→ **Task statement**
Copy the result of filtering the entries below for lines that include the string "concrete".

Entries taken from a collection
**********

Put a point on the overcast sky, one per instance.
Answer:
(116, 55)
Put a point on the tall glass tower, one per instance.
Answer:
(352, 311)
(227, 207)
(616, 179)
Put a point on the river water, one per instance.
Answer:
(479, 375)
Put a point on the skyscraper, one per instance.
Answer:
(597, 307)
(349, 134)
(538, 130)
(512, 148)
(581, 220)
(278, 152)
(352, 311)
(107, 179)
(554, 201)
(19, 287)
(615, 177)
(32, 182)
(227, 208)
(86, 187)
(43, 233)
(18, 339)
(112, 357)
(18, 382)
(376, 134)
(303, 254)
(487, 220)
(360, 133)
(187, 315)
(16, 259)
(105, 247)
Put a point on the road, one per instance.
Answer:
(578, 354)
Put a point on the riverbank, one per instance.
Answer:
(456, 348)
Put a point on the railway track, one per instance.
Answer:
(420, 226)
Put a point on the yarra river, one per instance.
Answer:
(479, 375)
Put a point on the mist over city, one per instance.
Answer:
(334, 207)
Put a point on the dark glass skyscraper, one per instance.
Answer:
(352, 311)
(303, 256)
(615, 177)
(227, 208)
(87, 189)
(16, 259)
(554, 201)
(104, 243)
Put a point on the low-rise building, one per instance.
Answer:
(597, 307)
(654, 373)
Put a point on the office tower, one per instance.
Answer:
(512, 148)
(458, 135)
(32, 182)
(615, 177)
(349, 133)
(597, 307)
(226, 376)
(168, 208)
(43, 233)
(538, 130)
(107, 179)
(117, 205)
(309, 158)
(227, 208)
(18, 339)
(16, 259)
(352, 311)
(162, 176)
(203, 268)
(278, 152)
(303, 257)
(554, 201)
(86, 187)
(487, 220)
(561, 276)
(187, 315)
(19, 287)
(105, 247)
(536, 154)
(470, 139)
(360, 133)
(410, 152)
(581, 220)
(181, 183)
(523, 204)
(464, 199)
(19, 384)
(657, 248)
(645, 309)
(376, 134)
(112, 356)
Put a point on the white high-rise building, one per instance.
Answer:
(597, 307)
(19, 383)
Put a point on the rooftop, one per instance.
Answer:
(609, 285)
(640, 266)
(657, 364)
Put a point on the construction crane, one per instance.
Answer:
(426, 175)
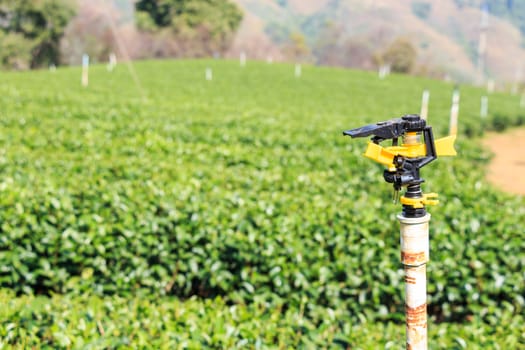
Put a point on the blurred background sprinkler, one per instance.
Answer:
(403, 163)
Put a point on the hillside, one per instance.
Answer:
(233, 214)
(445, 32)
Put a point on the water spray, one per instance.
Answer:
(403, 163)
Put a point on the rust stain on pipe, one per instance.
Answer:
(409, 258)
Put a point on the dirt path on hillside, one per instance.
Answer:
(507, 168)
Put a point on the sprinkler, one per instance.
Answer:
(403, 164)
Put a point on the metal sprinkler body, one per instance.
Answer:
(403, 164)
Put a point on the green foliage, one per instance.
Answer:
(15, 51)
(421, 9)
(220, 18)
(242, 188)
(63, 322)
(401, 55)
(30, 32)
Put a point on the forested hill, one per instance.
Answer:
(445, 33)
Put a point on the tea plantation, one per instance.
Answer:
(232, 213)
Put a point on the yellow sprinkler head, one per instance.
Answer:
(404, 161)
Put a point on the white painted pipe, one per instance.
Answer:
(484, 111)
(85, 70)
(454, 112)
(298, 70)
(414, 256)
(424, 104)
(242, 59)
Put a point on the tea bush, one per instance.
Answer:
(243, 189)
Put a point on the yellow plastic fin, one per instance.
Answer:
(445, 146)
(379, 154)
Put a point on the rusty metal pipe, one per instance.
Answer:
(414, 256)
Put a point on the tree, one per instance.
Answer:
(400, 55)
(208, 23)
(30, 32)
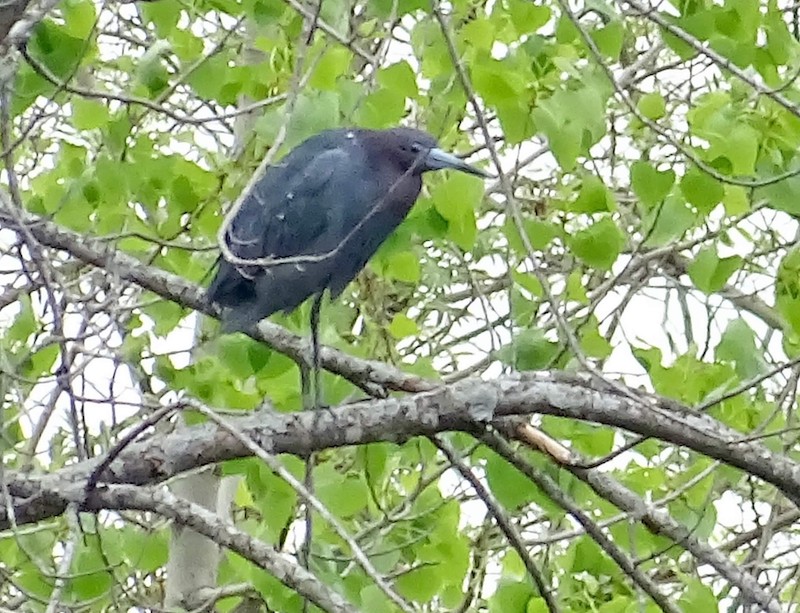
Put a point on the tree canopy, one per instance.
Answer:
(571, 387)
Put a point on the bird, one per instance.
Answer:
(314, 219)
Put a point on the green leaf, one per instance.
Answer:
(701, 190)
(495, 82)
(79, 17)
(651, 186)
(609, 39)
(420, 584)
(709, 272)
(511, 597)
(598, 245)
(698, 597)
(91, 577)
(56, 48)
(456, 199)
(382, 108)
(400, 77)
(738, 344)
(593, 343)
(403, 266)
(403, 326)
(89, 114)
(164, 15)
(529, 350)
(330, 68)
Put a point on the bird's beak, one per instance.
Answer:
(438, 159)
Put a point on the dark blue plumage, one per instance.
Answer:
(341, 191)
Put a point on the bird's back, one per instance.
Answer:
(331, 198)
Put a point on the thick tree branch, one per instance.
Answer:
(162, 501)
(372, 376)
(396, 420)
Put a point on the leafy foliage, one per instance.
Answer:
(642, 228)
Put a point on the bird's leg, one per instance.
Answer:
(315, 350)
(315, 402)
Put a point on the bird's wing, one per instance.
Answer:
(288, 209)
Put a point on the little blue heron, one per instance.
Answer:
(313, 220)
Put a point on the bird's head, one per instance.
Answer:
(419, 151)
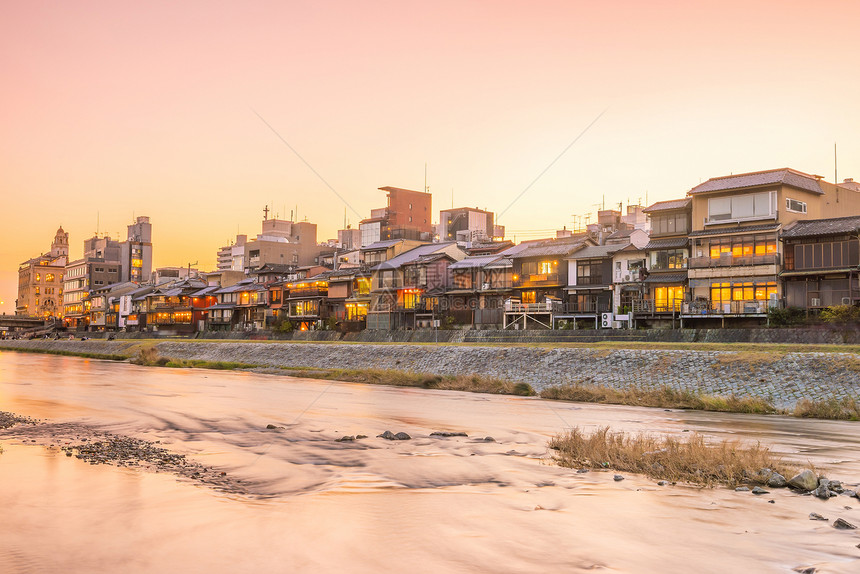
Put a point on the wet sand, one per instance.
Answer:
(430, 504)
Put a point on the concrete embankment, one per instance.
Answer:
(781, 377)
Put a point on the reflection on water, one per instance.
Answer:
(425, 505)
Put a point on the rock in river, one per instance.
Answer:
(843, 524)
(806, 480)
(776, 480)
(388, 435)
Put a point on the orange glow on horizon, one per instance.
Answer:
(100, 123)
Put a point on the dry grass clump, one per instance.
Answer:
(663, 397)
(847, 409)
(471, 383)
(747, 358)
(691, 459)
(148, 357)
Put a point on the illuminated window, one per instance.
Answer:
(668, 298)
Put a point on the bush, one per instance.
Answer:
(779, 317)
(841, 314)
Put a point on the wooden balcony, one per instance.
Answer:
(728, 260)
(543, 280)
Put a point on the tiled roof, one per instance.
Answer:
(667, 243)
(204, 291)
(783, 176)
(411, 255)
(473, 261)
(621, 234)
(667, 205)
(738, 229)
(675, 277)
(594, 251)
(834, 226)
(545, 247)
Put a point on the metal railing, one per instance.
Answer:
(727, 307)
(542, 280)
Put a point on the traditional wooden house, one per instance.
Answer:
(822, 263)
(407, 288)
(478, 289)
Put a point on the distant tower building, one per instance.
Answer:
(474, 224)
(60, 246)
(40, 281)
(136, 252)
(349, 238)
(407, 216)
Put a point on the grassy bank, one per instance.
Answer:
(83, 354)
(665, 397)
(690, 459)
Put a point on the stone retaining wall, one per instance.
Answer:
(782, 378)
(818, 335)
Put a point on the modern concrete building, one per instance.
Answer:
(466, 225)
(136, 252)
(408, 215)
(232, 257)
(282, 242)
(100, 266)
(40, 280)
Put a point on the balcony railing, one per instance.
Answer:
(517, 307)
(726, 308)
(650, 306)
(543, 280)
(388, 283)
(557, 307)
(729, 260)
(591, 280)
(296, 292)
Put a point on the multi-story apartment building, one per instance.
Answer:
(232, 257)
(408, 215)
(136, 252)
(466, 225)
(282, 242)
(736, 254)
(100, 266)
(40, 281)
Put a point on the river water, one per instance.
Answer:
(307, 503)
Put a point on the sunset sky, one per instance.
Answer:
(113, 109)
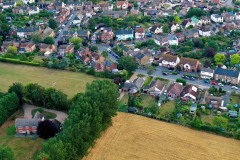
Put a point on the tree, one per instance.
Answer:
(12, 50)
(52, 23)
(219, 58)
(75, 40)
(166, 28)
(128, 63)
(235, 59)
(48, 40)
(6, 153)
(46, 129)
(17, 88)
(220, 122)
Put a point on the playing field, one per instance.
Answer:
(134, 137)
(68, 82)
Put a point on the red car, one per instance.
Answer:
(213, 83)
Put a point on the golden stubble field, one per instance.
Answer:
(134, 137)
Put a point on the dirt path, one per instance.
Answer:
(61, 116)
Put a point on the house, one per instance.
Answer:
(122, 4)
(174, 91)
(161, 40)
(172, 39)
(134, 86)
(109, 66)
(206, 73)
(25, 126)
(28, 1)
(107, 35)
(27, 47)
(169, 61)
(189, 64)
(228, 76)
(64, 49)
(189, 92)
(156, 29)
(155, 88)
(46, 47)
(217, 18)
(124, 35)
(191, 33)
(205, 31)
(142, 59)
(139, 33)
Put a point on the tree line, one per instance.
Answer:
(90, 114)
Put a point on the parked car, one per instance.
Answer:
(206, 81)
(220, 84)
(234, 87)
(213, 83)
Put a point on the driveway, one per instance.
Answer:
(27, 108)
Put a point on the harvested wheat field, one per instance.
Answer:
(134, 137)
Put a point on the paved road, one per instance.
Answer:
(61, 116)
(69, 23)
(200, 83)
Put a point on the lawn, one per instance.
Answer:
(47, 115)
(167, 107)
(66, 81)
(23, 148)
(133, 137)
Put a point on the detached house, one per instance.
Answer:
(122, 4)
(124, 34)
(216, 18)
(139, 33)
(169, 61)
(155, 88)
(189, 64)
(228, 76)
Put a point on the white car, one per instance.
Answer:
(220, 84)
(234, 87)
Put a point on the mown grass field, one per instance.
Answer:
(134, 137)
(68, 82)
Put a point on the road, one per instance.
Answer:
(198, 82)
(69, 23)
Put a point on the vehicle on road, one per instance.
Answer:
(206, 81)
(214, 83)
(234, 87)
(220, 84)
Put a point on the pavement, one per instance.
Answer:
(198, 82)
(69, 23)
(27, 108)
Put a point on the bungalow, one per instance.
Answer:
(206, 73)
(216, 18)
(189, 92)
(26, 126)
(205, 31)
(174, 91)
(228, 76)
(142, 59)
(189, 64)
(169, 61)
(122, 4)
(124, 35)
(27, 47)
(172, 39)
(155, 88)
(139, 33)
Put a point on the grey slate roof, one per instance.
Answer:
(226, 72)
(26, 122)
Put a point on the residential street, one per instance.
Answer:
(198, 82)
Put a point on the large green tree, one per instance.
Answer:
(128, 63)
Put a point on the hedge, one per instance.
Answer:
(17, 61)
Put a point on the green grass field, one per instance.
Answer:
(68, 82)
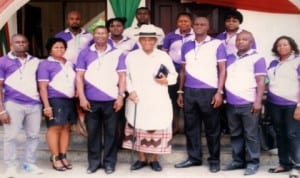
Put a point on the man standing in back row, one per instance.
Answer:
(142, 16)
(76, 37)
(201, 82)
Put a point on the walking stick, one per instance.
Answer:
(133, 135)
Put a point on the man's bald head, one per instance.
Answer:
(74, 20)
(244, 41)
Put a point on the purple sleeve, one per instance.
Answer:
(221, 36)
(221, 53)
(66, 36)
(43, 73)
(260, 67)
(81, 62)
(166, 42)
(121, 64)
(2, 69)
(186, 47)
(273, 64)
(298, 71)
(253, 45)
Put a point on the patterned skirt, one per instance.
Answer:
(154, 141)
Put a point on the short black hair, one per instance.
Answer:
(143, 8)
(52, 41)
(122, 20)
(99, 26)
(185, 14)
(234, 14)
(291, 41)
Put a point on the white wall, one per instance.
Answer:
(267, 27)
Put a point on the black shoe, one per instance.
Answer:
(109, 169)
(250, 170)
(214, 167)
(155, 166)
(91, 171)
(233, 166)
(188, 163)
(138, 165)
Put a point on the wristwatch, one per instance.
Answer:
(122, 95)
(221, 92)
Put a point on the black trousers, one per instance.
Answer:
(198, 109)
(288, 134)
(101, 123)
(243, 127)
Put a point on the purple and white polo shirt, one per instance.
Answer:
(229, 41)
(284, 80)
(201, 62)
(101, 72)
(173, 43)
(61, 78)
(125, 45)
(241, 72)
(19, 76)
(75, 43)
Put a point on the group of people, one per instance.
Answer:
(152, 76)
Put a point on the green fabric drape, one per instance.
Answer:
(125, 8)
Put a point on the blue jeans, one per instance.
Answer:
(243, 127)
(287, 134)
(29, 118)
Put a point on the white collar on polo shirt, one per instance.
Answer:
(12, 56)
(191, 32)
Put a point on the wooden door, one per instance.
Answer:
(164, 14)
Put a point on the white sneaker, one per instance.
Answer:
(10, 172)
(31, 168)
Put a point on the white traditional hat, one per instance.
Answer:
(147, 30)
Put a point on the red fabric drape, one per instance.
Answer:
(274, 6)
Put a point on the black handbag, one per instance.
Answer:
(162, 70)
(267, 134)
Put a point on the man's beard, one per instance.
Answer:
(75, 28)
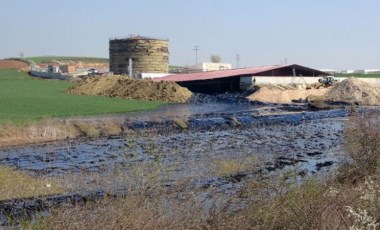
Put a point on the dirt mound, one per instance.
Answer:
(354, 91)
(13, 64)
(126, 87)
(281, 94)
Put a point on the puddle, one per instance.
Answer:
(308, 142)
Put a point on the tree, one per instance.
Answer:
(215, 58)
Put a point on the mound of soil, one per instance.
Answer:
(13, 64)
(354, 91)
(126, 87)
(281, 94)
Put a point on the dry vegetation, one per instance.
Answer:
(15, 185)
(126, 87)
(54, 129)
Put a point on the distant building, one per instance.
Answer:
(68, 68)
(367, 71)
(53, 69)
(147, 55)
(231, 80)
(209, 66)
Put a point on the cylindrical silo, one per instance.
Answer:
(149, 55)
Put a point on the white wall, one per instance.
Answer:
(209, 66)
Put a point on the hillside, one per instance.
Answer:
(48, 59)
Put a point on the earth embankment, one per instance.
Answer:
(126, 87)
(13, 64)
(354, 91)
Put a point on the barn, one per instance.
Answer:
(240, 79)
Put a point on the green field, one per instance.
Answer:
(358, 75)
(47, 59)
(25, 99)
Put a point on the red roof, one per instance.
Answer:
(218, 74)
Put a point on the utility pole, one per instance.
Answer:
(196, 48)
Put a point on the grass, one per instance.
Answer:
(15, 184)
(358, 75)
(24, 99)
(276, 201)
(46, 59)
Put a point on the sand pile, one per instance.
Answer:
(125, 87)
(354, 91)
(284, 94)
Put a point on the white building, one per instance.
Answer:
(209, 66)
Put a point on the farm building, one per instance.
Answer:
(148, 55)
(240, 79)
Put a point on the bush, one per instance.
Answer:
(362, 142)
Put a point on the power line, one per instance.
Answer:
(196, 48)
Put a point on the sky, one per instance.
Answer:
(323, 34)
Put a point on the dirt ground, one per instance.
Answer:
(351, 91)
(126, 87)
(13, 64)
(354, 91)
(285, 94)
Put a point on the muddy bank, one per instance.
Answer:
(114, 164)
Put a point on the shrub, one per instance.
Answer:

**********

→ **Your solution**
Put a point on the concrete embankment, one per instance.
Put a point on the modern concrete building, one per instance.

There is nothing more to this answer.